Top of Extract
Unschool-ology

Unschool-ology
Unschooling: Living Without School; Living Free Range-Freedom to Learn What One Wants When One Wants

Friday, November 8, 2013

Homeschoolers and Community Involvement


It wasn't until I recently re-read the book, "The Well Adjusted Child," that I realized how much our lives have changed as Sam has grown. (She was 2 when I read it the 1st time.) And also how involved in the Community Homeschoolers-at least my homeschooler-is.
I remember reading and thinking, "Um, wow, these people are either showing off or I'm slacking off. Maybe we should be more involved." Looking back, we were just as involved as any two year old should be. She went to dance and church every week and she was part of a Community Group called Parents As Teachers. That, I feel, is more than enough for a 2-year-old, but, as most newly decided homeschool Mom's feel, there was soon this guilt plaguing me. So I got a licence. (No, I didn't have a license until I was 19.)
And overtime, naturally, we got more involved. Socialization is one of the best parts. Yes, the "S" word. I never worry if DD will be "socialized" well enough. Without going into the facts, or my opinion, I know that positive socialization is not something DD will receive in school. It is something she will receive from being out in the community, talking to others, learning from others.
Bottom of Extract
Problems to solve:
• 1. Mark (a), (b) and (c) yes or no according to the homeschooling post, quoting the words that decide each. (a) The writer first read "The Well Adjusted Child" when Sam was 2. (b) As a two-year-old, Sam went to dance and church every week. (c) The writer had a license before turning 19.
• 2. Carry on the homeschooling post from its final sentence, writing the next paragraph or two in the same voice.
Top of Stored data
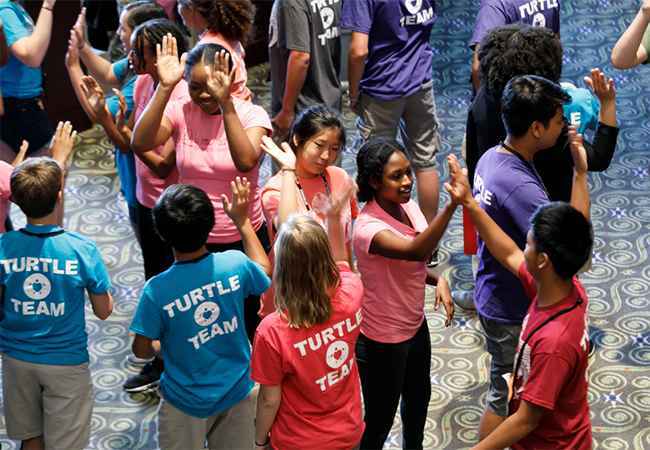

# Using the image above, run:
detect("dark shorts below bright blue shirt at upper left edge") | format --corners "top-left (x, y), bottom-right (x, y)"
top-left (0, 97), bottom-right (54, 155)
Bottom of Stored data
Answers to the exercises:
• 1.
(a) Yes: "She was 2 when I read it the 1st time."
(b) Yes: "She went to dance and church every week"
(c) No: "I didn't have a license until I was 19."

• 2.
For our child, God has commanded us to homeschool. And I believe homeschool is more than "school at home" or "school in a box." After much searching, praying, and fighting myself, I believe it is about a life of natural learning. It is about learning whatever you can, whenever you can. And not even drawing a line of distinction between if what you are learning is "useful" ie Math, Science, Reading, S.S. related or "not useful" ie just playing for the sake of playing. Whatever she is doing, it is relevant to her life then, and that is how we adults live, isn't it? I feel like I have learned more about writing speeches, researching my interests such as homeschooling, gardening, and anything else I have put myself into the past 5 years, than I ever learned in school. So in order to live this life of free learning, for one, I must quit sectioning things off in my head and isolating them as one subject or another. And two, we must put ourselves out there.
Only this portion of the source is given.